(Stored data)
Start of Block

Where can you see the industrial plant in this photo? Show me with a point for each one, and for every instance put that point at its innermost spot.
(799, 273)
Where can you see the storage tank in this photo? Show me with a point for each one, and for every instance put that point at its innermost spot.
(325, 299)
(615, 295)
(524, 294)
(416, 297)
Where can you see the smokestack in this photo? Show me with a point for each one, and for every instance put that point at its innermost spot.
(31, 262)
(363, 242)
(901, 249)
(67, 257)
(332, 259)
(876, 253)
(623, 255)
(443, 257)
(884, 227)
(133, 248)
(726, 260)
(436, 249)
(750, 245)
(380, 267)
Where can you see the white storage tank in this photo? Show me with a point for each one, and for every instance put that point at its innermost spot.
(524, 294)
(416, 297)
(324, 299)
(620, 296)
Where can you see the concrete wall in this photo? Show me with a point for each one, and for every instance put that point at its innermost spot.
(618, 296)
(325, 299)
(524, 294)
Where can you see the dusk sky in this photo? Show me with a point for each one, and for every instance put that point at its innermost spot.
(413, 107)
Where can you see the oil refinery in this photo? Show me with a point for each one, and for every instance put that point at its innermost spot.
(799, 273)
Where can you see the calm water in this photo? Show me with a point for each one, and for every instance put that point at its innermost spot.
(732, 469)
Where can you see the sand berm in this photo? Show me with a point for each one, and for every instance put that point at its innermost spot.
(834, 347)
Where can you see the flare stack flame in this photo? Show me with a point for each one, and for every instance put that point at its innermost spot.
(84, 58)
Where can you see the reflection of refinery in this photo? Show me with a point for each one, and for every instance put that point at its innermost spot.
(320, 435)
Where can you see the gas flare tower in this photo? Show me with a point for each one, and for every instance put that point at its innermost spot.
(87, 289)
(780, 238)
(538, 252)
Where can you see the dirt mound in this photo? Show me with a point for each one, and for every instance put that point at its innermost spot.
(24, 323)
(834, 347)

End of Block

HOW TO COMPLETE THIS TASK
An exact copy of the lines from the one containing "Where can you see the dirt" through the end of the entries is required, and nothing beyond them.

OUTPUT OF THE TASK
Where can you see the dirt mound in this photo? Show me with a point for each one, and for every instance put that point at its innermost spot.
(24, 323)
(834, 347)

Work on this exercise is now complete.